═══ Trecho selecionado ═══

O poder de requisitar atribuído ao Delegado de Polícia é também previsto a partir do artigo 31 e seguintes da Lei 11.343/2066, que versa sobre a possibilidade das Autoridades Policiais requisitarem o concurso de agentes sanitários para auxiliar na fiscalização que tratam os dispositivos da lei. No mesmo sentido, o artigo 7º da Lei 9.296/96, prevê ao Delegado de Polícia o poder de requisitar às concessionárias de serviço público o auxílio necessário, para execução da interceptação telefônica.
Diferentemente da mera solicitação, o poder de requisitar faz nascer para o particular e demais requisitados, o dever de colaborar com a Autoridade Policial, e não mera faculdade. De tal sorte que, o não cumprimento de requisição emanada do Delegado de Polícia, vez determinação legal, dá azo à incidência do crime de responsabilidade, nos termos do artigo 330 do Código Penal Brasileiro.
A despeito da garantia da inamovibilidade relativa, em prol dos interesses da própria sociedade, o Delegado de Polícia só poderá ser afastado da investigação sob sua presidência, se houver motivo de interesse público ou o descumprimento de procedimentos previstos em regulamento da corporação, passíveis de prejudicar a eficácia dos resultados de investigações. Assim sendo, mesmo que motivado, o afastamento, dependerá ainda de despacho do superior hierárquico, devidamente fundamentado.
E não é só. A partir de agora, o Delegado de Polícia, detentor de carreira jurídica e essencial à administração da Justiça passa a ter o mesmo tratamento protocolar dado aos magistrados e integrantes da Defensoria Pública e do Ministério Público, em homenagem ao conhecido e festejado princípio do ubi idem ratio ibieadem legis dispositio, mesmo porque, onde existir a mesma razão, aí se aplicará a mesma regra legal.

═══ Dados brutos ═══

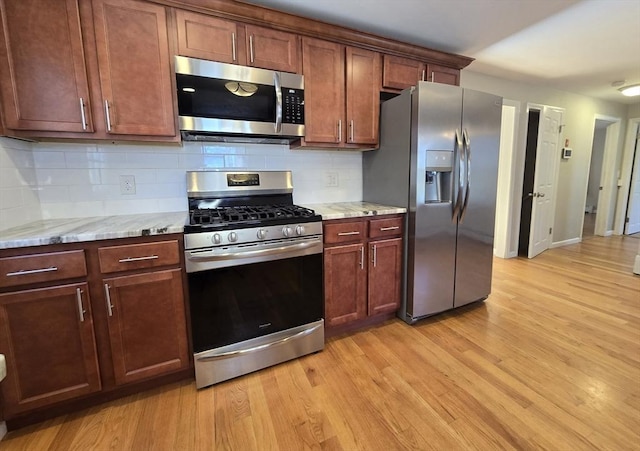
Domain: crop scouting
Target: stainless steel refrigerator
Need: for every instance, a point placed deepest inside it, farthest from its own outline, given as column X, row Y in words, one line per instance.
column 438, row 157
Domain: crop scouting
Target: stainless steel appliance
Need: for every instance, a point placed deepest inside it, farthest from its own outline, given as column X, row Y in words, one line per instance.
column 438, row 157
column 227, row 102
column 254, row 269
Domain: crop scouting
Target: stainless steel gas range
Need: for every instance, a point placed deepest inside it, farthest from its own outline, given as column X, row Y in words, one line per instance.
column 254, row 265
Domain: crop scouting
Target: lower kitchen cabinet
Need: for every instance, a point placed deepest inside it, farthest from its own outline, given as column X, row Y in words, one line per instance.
column 345, row 282
column 385, row 270
column 48, row 340
column 362, row 271
column 84, row 322
column 147, row 327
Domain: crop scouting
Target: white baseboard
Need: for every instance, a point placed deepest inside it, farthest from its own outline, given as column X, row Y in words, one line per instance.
column 565, row 242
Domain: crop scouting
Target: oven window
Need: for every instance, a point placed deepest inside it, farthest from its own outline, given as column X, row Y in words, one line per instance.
column 225, row 99
column 234, row 304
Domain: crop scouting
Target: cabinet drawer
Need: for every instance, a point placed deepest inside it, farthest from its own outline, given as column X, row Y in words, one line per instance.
column 138, row 256
column 385, row 227
column 343, row 232
column 25, row 269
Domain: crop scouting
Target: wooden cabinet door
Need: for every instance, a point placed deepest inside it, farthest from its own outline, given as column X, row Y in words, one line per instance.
column 47, row 337
column 207, row 37
column 147, row 327
column 400, row 73
column 324, row 103
column 135, row 73
column 385, row 274
column 272, row 49
column 363, row 96
column 345, row 284
column 43, row 76
column 442, row 74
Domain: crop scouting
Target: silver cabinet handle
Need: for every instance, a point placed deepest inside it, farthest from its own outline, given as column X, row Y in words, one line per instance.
column 137, row 259
column 24, row 272
column 233, row 46
column 81, row 309
column 106, row 113
column 278, row 88
column 108, row 295
column 82, row 115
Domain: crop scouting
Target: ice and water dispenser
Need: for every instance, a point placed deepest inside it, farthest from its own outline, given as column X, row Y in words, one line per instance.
column 439, row 169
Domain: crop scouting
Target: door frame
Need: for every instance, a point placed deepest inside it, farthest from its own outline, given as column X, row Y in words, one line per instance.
column 507, row 220
column 608, row 180
column 633, row 128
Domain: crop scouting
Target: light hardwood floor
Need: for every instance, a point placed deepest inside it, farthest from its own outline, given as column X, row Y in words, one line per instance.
column 550, row 361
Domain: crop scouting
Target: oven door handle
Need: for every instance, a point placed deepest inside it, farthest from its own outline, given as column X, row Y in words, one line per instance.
column 239, row 352
column 238, row 255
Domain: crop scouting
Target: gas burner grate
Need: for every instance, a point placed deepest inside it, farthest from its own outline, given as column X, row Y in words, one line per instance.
column 248, row 214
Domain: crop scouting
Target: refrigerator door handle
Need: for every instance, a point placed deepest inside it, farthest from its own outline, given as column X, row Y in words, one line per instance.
column 466, row 144
column 458, row 152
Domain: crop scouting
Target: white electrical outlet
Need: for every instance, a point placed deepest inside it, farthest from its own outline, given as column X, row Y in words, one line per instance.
column 331, row 179
column 127, row 184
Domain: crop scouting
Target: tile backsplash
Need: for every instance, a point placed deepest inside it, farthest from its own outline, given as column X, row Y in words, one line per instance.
column 19, row 202
column 77, row 180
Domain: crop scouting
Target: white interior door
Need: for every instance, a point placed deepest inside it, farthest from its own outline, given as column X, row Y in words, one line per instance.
column 544, row 181
column 633, row 209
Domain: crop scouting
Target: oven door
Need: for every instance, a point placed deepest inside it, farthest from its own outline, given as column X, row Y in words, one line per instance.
column 268, row 290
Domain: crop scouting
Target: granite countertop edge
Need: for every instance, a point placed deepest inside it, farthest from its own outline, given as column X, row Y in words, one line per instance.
column 75, row 230
column 343, row 210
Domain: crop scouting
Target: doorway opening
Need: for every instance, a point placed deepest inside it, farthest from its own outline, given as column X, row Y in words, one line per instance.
column 533, row 124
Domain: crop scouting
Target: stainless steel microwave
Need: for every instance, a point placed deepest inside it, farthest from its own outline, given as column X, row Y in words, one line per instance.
column 226, row 102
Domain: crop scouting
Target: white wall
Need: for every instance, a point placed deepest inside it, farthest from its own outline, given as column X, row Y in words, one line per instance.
column 579, row 120
column 19, row 202
column 76, row 180
column 595, row 170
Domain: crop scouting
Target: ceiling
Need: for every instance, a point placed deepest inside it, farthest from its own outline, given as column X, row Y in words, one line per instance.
column 580, row 46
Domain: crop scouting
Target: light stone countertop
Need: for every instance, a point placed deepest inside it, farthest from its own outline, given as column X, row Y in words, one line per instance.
column 342, row 210
column 54, row 231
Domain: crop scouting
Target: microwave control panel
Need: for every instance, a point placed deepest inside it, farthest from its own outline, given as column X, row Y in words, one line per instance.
column 293, row 106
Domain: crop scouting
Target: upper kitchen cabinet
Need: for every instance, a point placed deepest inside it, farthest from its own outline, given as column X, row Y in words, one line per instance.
column 341, row 95
column 215, row 39
column 43, row 75
column 82, row 69
column 135, row 73
column 400, row 73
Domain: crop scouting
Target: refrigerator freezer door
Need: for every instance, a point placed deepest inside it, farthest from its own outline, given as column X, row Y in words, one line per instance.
column 432, row 234
column 481, row 117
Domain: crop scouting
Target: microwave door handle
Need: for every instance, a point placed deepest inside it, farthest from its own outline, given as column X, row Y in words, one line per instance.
column 278, row 88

═══

** Lista de tarefas **
1 > Segundo o trecho selecionado, qual lei prevê, em seu artigo 7º, que o Delegado de Polícia pode requisitar às concessionárias de serviço público o auxílio necessário para a interceptação telefônica?
2 > Altere as entradas do início até a linha com "column 254, row 265", inclusive, substituindo "crop scouting" por "kitchen inventory" e mantendo todo o resto igual. Não inclua as imagens na resposta.

** Soluções dos exercícios **
1 > A Lei 9.296/96.

2 >
Domain: kitchen inventory
Target: stainless steel refrigerator
Need: for every instance, a point placed deepest inside it, farthest from its own outline, given as column X, row Y in words, one line per instance.
column 438, row 157
Domain: kitchen inventory
Target: stainless steel appliance
Need: for every instance, a point placed deepest inside it, farthest from its own outline, given as column X, row Y in words, one line per instance.
column 438, row 157
column 227, row 102
column 254, row 269
Domain: kitchen inventory
Target: stainless steel gas range
Need: for every instance, a point placed deepest inside it, farthest from its own outline, given as column X, row Y in words, one line per instance.
column 254, row 265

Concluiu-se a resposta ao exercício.